__HOW TO COMPLETE THIS TASK__
Within this material, find every line where the string "distant" appears, and copy it out.

■ ■ ■ ■

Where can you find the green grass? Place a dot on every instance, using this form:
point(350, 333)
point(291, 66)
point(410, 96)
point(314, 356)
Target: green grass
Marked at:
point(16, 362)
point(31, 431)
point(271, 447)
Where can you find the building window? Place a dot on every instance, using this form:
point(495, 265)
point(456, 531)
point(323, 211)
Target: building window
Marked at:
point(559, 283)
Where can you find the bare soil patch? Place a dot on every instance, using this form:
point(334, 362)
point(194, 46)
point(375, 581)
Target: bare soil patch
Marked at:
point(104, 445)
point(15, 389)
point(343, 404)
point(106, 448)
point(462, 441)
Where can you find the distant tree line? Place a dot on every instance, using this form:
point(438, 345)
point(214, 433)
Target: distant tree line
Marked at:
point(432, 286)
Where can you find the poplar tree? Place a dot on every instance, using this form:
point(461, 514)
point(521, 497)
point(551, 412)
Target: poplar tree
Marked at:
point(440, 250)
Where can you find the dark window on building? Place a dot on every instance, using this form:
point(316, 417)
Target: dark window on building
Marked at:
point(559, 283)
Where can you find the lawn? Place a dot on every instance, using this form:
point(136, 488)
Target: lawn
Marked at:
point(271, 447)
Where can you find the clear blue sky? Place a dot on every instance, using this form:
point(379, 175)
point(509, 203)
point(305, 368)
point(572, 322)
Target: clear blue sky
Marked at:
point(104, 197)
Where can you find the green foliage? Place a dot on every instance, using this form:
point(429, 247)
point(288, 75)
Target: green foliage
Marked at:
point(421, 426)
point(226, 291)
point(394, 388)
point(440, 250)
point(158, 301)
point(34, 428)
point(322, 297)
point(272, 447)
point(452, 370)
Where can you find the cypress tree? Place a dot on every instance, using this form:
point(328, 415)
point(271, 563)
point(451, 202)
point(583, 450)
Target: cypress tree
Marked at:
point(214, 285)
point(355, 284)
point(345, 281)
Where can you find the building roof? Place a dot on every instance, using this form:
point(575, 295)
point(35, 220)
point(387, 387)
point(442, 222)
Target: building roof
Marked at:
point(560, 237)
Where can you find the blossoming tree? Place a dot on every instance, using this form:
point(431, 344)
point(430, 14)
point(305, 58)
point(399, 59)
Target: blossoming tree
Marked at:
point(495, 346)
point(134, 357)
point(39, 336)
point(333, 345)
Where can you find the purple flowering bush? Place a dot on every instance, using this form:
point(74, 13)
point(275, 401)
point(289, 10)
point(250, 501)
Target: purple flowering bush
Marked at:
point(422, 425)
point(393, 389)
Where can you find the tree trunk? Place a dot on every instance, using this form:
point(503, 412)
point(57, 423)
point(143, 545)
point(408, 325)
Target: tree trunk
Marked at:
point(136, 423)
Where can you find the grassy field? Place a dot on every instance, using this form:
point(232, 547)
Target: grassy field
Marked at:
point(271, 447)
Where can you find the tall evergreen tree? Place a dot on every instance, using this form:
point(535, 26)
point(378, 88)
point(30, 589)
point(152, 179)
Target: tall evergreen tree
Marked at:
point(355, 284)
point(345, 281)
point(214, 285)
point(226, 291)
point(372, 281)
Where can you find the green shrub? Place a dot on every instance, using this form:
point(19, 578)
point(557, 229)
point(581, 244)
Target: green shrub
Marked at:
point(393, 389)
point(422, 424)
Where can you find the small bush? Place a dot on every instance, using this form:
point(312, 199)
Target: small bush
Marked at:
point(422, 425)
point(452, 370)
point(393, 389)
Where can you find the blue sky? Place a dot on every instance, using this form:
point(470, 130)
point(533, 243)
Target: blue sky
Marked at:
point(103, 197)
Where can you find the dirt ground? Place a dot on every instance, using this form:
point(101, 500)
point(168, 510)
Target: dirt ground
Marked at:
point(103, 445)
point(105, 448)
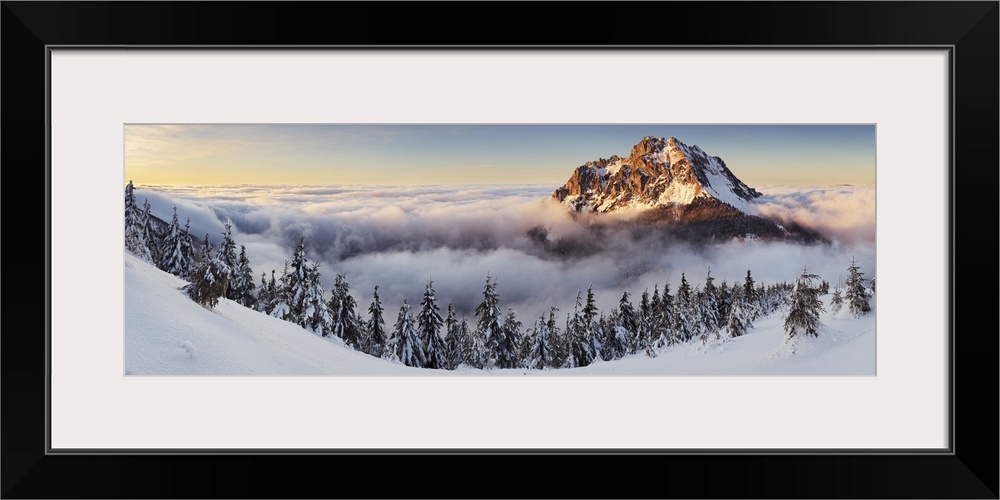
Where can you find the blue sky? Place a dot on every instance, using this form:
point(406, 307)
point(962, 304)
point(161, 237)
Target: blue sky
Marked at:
point(477, 154)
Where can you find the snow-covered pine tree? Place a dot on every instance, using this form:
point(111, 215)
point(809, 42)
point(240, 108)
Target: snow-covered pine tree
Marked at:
point(616, 337)
point(281, 307)
point(804, 307)
point(429, 324)
point(209, 282)
point(642, 322)
point(454, 343)
point(135, 240)
point(628, 320)
point(488, 320)
point(472, 345)
point(315, 315)
point(377, 338)
point(684, 326)
point(750, 298)
point(855, 294)
point(177, 252)
point(739, 316)
point(409, 349)
point(571, 337)
point(837, 301)
point(668, 306)
point(540, 355)
point(510, 341)
point(227, 254)
point(343, 312)
point(206, 251)
point(267, 294)
point(149, 234)
point(708, 309)
point(592, 339)
point(243, 281)
point(295, 285)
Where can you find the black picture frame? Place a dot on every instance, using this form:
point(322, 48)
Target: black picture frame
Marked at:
point(970, 29)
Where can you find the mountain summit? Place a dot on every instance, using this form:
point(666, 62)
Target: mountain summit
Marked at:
point(658, 172)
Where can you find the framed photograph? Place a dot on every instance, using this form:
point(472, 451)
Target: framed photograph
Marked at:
point(666, 249)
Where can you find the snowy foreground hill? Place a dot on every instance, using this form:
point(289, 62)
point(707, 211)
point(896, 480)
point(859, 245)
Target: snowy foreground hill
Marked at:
point(166, 333)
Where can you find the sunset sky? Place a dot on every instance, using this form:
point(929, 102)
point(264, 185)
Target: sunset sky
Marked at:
point(477, 154)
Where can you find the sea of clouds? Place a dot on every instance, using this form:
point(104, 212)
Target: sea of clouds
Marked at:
point(400, 237)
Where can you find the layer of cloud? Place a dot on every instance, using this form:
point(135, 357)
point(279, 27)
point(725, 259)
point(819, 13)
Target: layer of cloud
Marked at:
point(401, 237)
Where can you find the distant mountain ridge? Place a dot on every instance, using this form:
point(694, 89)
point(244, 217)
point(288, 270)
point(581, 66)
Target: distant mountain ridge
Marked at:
point(658, 172)
point(668, 183)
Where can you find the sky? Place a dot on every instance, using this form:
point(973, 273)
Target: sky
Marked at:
point(298, 154)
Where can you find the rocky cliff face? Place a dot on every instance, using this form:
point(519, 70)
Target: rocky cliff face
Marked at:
point(658, 172)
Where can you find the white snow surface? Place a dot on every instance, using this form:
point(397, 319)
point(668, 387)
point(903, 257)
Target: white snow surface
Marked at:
point(166, 333)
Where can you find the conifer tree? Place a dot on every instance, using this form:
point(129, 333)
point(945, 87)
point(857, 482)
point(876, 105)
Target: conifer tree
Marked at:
point(454, 343)
point(473, 345)
point(837, 301)
point(243, 287)
point(177, 252)
point(540, 354)
point(668, 305)
point(488, 320)
point(645, 335)
point(510, 341)
point(135, 240)
point(684, 317)
point(739, 316)
point(804, 307)
point(409, 349)
point(854, 293)
point(206, 251)
point(209, 282)
point(149, 234)
point(592, 338)
point(342, 308)
point(429, 324)
point(708, 309)
point(268, 294)
point(377, 338)
point(281, 305)
point(628, 320)
point(315, 314)
point(295, 285)
point(227, 254)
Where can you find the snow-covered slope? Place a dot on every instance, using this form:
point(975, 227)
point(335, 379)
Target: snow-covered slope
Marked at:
point(166, 333)
point(657, 172)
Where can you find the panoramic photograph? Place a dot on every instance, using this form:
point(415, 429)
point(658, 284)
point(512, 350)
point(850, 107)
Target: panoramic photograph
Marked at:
point(499, 250)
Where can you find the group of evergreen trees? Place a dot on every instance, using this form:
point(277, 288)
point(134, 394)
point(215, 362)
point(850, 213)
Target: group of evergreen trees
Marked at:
point(172, 249)
point(804, 304)
point(498, 339)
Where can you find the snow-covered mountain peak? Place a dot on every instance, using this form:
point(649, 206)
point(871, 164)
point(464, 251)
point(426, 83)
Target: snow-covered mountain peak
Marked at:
point(657, 172)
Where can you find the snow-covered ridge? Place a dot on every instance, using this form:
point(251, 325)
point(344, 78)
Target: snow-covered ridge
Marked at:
point(657, 172)
point(166, 333)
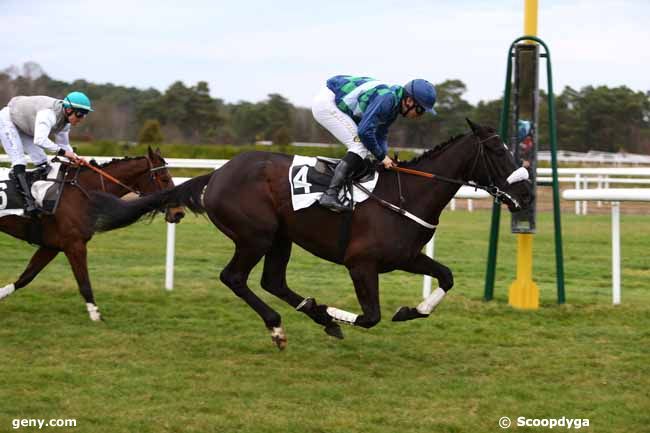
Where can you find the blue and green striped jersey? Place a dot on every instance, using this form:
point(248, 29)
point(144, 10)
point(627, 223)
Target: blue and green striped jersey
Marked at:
point(372, 104)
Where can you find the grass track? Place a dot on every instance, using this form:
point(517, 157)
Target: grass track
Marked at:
point(199, 360)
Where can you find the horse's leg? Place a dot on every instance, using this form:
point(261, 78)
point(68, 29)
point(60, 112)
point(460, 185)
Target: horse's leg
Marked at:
point(274, 281)
point(77, 256)
point(235, 276)
point(39, 260)
point(366, 285)
point(425, 265)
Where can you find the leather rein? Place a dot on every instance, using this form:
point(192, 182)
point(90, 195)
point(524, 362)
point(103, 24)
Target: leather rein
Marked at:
point(491, 189)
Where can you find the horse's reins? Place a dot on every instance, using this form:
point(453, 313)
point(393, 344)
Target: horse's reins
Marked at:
point(491, 189)
point(103, 174)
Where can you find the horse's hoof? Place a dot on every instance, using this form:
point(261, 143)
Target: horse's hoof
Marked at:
point(279, 337)
point(334, 330)
point(402, 314)
point(407, 313)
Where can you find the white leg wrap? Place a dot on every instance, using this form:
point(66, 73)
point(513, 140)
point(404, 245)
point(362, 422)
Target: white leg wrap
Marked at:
point(93, 311)
point(431, 302)
point(277, 332)
point(342, 316)
point(7, 290)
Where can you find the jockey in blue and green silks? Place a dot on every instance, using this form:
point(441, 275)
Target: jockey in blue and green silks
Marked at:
point(358, 111)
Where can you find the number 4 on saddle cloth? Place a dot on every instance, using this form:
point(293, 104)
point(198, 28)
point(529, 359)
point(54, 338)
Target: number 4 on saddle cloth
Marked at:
point(46, 191)
point(310, 177)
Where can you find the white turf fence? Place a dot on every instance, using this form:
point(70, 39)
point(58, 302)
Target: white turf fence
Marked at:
point(583, 179)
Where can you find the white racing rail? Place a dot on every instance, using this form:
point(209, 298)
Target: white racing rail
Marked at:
point(615, 196)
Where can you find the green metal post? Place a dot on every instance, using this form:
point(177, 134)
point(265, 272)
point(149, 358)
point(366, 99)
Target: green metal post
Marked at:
point(496, 208)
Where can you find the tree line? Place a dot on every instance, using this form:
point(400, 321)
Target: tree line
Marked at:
point(592, 118)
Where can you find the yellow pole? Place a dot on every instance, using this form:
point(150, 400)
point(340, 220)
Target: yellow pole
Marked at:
point(523, 292)
point(530, 18)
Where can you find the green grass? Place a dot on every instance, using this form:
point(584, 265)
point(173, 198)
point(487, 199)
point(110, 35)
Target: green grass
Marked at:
point(199, 360)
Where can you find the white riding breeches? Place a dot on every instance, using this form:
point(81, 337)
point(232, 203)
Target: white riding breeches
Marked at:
point(15, 143)
point(339, 124)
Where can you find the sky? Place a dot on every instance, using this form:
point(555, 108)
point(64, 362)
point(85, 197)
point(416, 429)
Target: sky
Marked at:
point(246, 50)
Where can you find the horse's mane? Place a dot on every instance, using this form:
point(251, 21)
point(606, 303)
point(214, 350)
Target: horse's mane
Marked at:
point(433, 152)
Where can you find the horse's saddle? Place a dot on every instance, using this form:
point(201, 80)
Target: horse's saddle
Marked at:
point(310, 177)
point(46, 188)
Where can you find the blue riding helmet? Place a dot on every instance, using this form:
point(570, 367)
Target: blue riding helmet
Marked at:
point(77, 100)
point(423, 92)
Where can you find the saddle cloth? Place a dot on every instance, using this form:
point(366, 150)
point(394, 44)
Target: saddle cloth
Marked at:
point(45, 192)
point(308, 184)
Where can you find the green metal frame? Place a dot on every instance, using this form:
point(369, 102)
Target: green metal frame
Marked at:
point(496, 207)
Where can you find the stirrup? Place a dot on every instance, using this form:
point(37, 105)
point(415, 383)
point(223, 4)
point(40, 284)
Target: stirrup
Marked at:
point(332, 203)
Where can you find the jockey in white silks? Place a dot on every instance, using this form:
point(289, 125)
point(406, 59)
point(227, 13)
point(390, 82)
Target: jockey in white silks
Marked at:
point(25, 126)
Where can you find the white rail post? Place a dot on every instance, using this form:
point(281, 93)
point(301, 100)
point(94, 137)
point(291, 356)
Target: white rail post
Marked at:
point(585, 185)
point(169, 268)
point(426, 284)
point(616, 253)
point(578, 187)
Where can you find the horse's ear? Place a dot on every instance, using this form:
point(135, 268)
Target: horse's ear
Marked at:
point(474, 126)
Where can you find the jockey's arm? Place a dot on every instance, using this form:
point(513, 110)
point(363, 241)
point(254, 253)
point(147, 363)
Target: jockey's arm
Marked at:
point(62, 139)
point(45, 120)
point(372, 124)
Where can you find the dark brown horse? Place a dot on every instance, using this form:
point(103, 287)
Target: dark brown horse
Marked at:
point(70, 228)
point(249, 199)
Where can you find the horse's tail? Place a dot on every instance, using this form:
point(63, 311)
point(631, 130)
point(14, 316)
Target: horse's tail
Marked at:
point(109, 212)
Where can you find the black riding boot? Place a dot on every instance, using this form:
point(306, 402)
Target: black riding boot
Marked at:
point(348, 165)
point(23, 187)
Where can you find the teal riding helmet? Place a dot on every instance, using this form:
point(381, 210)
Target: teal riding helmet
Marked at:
point(423, 92)
point(77, 100)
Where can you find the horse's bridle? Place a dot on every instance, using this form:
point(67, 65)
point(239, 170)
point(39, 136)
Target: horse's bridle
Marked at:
point(492, 189)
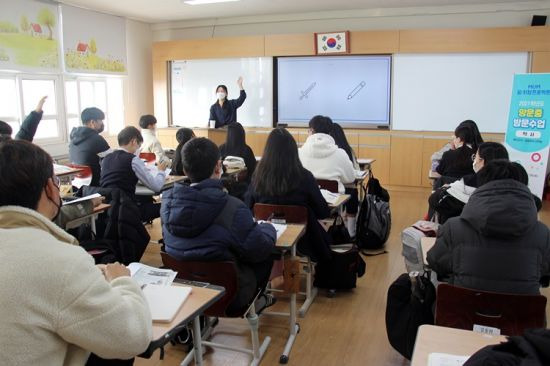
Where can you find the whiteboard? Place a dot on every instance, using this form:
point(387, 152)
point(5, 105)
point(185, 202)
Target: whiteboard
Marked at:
point(435, 92)
point(194, 83)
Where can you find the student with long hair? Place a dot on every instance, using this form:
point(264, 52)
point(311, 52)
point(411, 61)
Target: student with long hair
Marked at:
point(235, 145)
point(281, 179)
point(182, 136)
point(458, 162)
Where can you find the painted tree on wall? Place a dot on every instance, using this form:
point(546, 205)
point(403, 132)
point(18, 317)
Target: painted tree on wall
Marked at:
point(93, 46)
point(24, 24)
point(47, 18)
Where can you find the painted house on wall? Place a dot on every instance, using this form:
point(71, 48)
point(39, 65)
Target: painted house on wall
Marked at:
point(82, 48)
point(36, 30)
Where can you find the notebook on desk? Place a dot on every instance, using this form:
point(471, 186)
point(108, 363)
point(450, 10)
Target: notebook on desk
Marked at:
point(165, 301)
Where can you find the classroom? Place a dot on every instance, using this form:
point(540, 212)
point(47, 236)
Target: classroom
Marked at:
point(235, 182)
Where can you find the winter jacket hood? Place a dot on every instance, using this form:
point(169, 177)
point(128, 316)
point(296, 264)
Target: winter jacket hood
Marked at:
point(501, 208)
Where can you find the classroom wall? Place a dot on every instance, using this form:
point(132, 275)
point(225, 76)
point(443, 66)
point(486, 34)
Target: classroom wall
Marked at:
point(461, 16)
point(139, 83)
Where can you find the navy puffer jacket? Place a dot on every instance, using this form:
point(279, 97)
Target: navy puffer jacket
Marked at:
point(193, 230)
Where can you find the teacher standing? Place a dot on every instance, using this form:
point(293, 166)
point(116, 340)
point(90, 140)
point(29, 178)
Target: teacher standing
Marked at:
point(224, 111)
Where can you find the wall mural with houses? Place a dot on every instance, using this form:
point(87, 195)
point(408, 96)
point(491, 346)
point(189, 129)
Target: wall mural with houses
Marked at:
point(28, 35)
point(100, 47)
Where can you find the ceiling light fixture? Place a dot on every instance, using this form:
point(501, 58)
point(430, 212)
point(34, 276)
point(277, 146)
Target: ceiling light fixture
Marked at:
point(202, 2)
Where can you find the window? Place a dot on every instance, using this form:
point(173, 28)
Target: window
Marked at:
point(19, 95)
point(31, 91)
point(105, 93)
point(8, 103)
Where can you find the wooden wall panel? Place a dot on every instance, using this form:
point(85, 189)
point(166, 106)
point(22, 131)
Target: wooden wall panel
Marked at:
point(475, 40)
point(209, 48)
point(540, 62)
point(289, 44)
point(370, 42)
point(406, 160)
point(160, 90)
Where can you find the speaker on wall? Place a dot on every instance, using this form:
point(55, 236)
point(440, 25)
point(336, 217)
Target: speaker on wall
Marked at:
point(538, 20)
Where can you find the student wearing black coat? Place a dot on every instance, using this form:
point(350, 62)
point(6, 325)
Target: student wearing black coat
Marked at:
point(497, 243)
point(281, 179)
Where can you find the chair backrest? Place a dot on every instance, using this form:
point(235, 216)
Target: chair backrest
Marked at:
point(462, 308)
point(291, 214)
point(329, 185)
point(85, 173)
point(148, 157)
point(217, 273)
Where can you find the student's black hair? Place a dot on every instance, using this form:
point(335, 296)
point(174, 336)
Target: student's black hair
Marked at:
point(502, 169)
point(320, 124)
point(235, 142)
point(182, 136)
point(224, 88)
point(341, 141)
point(92, 114)
point(147, 120)
point(127, 134)
point(465, 134)
point(26, 169)
point(490, 151)
point(280, 170)
point(5, 129)
point(199, 159)
point(477, 139)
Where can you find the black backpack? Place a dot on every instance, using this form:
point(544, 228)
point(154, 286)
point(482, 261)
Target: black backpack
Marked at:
point(373, 220)
point(409, 305)
point(341, 271)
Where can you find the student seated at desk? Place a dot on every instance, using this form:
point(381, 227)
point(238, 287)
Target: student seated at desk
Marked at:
point(322, 157)
point(182, 136)
point(449, 200)
point(123, 169)
point(202, 222)
point(352, 206)
point(57, 306)
point(478, 140)
point(151, 143)
point(457, 162)
point(280, 179)
point(86, 142)
point(28, 127)
point(496, 244)
point(235, 145)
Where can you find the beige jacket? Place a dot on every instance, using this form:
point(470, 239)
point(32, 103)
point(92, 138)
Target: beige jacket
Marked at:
point(152, 144)
point(55, 305)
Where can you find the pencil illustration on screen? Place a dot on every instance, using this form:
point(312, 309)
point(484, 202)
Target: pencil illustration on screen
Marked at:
point(356, 90)
point(305, 93)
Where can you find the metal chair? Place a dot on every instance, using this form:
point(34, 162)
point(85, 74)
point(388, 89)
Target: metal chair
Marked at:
point(221, 274)
point(294, 215)
point(462, 308)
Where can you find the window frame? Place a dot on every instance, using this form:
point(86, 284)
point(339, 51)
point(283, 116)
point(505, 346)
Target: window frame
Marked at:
point(78, 78)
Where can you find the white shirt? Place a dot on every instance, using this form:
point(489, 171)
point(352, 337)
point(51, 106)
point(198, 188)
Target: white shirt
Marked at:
point(152, 144)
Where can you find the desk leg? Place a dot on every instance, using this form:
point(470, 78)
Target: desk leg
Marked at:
point(197, 341)
point(294, 327)
point(92, 224)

■ ■ ■ ■

__ANSWER FOR THIS EXERCISE__
Where can you find the distant tree line? Place a dot on every instance, using this form:
Target: distant tree line
Where can you find the distant mountain ridge? Place a dot on every instance, using this form:
Target: distant mountain ridge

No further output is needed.